El cristianismo, desde el punto de vista en que ahora lo consideramos, sentó por principio fundamental de su doctrina la igualdad de los hombres ante Dios, o, lo que es lo mismo, la igualdad de derecho de todos los miembros de la gran familia humana. Y aquí debemos observar que esta importante doctrina no tiene valor histórico ni filosófico sino admitiendo la unidad de raza; porque, a no ser así, pudiera acontecer, como sostuvo Aristóteles, que una raza fuese superior a otra por naturaleza, lo cual destruía la igualdad cristiana.

La doctrina del cristianismo que enseña, de acuerdo con las tradiciones antiguas, que el linaje humano nace todo de un solo tronco, es, sin disputa, la más favorable a la humanidad, y debe conservarse cuidadosamente como base que es de la justicia recíproca e inmutable, y fundamento de toda sociedad equitativa. En este respecto, la ciencia, que a veces se ha dejado guiar por la osadía de sus conjeturas fisiológicas, tiene deberes muy importantes que llenar.

El principio de la igualdad de los hombres ante Dios debía necesariamente engendrar otro, que no es sino la amplificación o, mejor dicho, la aplicación del mismo, a saber: la igualdad de los hombres entre sí, o la igualdad social; pues, si existiese una desigualdad radical en cuanto al derecho, serían los hombres desiguales desde su origen ante Dios.
○ ○ ○
Según el texto sobre la igualdad cristiana, ¿qué sostuvo Aristóteles acerca de las razas?

Datos de señalamiento de regiones
○ ○ ○
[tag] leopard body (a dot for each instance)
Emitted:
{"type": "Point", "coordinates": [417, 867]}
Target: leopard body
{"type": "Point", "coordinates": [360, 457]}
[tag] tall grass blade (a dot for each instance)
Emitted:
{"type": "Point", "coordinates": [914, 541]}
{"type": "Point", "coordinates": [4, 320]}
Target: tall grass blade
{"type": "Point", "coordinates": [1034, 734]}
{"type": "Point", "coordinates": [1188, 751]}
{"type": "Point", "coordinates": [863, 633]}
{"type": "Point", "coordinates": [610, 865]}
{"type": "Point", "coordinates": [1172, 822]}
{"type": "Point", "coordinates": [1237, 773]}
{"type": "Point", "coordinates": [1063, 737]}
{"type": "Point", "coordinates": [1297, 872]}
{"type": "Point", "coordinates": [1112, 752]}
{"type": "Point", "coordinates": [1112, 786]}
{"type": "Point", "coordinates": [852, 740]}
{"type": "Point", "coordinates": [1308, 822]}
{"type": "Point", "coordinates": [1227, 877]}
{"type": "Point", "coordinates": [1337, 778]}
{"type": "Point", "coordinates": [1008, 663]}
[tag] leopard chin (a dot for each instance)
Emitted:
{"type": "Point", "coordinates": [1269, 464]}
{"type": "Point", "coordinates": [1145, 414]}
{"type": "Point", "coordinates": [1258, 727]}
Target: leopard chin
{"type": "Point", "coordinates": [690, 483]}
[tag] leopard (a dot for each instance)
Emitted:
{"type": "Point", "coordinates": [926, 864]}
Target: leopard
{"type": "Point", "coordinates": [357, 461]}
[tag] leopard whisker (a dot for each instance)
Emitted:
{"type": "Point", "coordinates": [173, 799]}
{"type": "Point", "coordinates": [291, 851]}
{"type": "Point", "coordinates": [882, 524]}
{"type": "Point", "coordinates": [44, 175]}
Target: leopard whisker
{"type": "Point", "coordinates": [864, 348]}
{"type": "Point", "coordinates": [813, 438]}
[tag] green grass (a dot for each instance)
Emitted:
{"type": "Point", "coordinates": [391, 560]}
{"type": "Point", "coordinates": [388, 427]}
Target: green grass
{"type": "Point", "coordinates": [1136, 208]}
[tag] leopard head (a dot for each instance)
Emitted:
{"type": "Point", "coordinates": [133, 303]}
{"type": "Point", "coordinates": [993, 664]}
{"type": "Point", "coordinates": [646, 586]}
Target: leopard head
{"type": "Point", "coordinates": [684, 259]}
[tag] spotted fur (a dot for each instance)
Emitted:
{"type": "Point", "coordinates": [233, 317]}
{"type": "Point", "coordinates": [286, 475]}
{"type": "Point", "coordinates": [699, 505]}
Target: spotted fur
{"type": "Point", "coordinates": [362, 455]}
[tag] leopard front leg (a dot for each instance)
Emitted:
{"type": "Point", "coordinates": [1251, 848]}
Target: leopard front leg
○ ○ ○
ESPACIO DE RESPUESTA: Que una raza podía ser superior a otra por naturaleza.